# Exercise aim
Please reproduce every one of the records below, line for line and character for character.

# Extracted entries
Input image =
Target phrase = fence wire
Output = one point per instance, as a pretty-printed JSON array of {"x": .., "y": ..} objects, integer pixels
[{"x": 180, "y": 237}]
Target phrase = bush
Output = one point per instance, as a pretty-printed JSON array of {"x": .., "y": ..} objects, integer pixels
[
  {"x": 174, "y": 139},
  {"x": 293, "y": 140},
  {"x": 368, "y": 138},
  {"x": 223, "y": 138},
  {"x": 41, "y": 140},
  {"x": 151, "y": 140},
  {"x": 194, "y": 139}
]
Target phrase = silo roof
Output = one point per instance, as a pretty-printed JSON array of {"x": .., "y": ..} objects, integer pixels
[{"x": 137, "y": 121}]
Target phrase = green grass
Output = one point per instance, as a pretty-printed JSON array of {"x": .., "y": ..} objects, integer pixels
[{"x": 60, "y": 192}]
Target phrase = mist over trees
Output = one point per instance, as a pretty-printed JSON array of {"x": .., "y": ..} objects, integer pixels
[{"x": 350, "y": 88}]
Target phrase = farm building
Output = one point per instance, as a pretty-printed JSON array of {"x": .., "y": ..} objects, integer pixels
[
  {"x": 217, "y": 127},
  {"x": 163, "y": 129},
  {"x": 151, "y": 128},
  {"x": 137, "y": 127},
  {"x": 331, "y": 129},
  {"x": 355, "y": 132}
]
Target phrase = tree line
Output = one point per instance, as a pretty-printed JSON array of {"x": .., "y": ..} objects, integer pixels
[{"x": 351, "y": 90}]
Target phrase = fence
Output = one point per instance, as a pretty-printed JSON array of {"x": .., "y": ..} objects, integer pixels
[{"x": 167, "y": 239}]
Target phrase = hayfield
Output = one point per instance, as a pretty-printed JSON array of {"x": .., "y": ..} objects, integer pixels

# Answer for the task
Input image =
Target phrase = fence wire
Output = one point per instance, as a pretty-printed JSON array of {"x": .., "y": ..} objects, integer pixels
[{"x": 180, "y": 237}]
Target phrase = bush
Output = one point per instance, as a pretty-printed JSON array of {"x": .., "y": ..} objects, integer pixels
[
  {"x": 174, "y": 139},
  {"x": 293, "y": 140},
  {"x": 368, "y": 138},
  {"x": 223, "y": 138},
  {"x": 41, "y": 140},
  {"x": 151, "y": 140},
  {"x": 194, "y": 139}
]
Target phrase = silo roof
Output = one point per instance, as a pretty-printed JSON array of {"x": .., "y": ..} objects, integer pixels
[{"x": 137, "y": 121}]
Target phrase = green grass
Output = one point per instance, as a pretty-printed JSON array of {"x": .., "y": ..} objects, integer pixels
[{"x": 60, "y": 192}]
Target phrase = mist over trees
Output = one point per instance, as a pretty-printed JSON array of {"x": .., "y": ..} objects, integer pixels
[{"x": 350, "y": 88}]
Target phrase = farm building
Output = one point per instance, as a pretty-printed JSON array of {"x": .., "y": ..} objects, integer pixels
[
  {"x": 217, "y": 127},
  {"x": 163, "y": 129},
  {"x": 151, "y": 128},
  {"x": 137, "y": 127},
  {"x": 331, "y": 129},
  {"x": 355, "y": 132}
]
Target phrase = tree line
Output = one point per instance, as a pretty-printed JSON array of {"x": .., "y": ..} objects, integer pixels
[{"x": 351, "y": 90}]
Target phrase = fence
Output = one point per instance, as a pretty-printed JSON array of {"x": .., "y": ..} objects, integer pixels
[{"x": 167, "y": 239}]
Target phrase = hayfield
Output = one point per instance, as a pretty-printed JSON array of {"x": .., "y": ..} objects, integer pixels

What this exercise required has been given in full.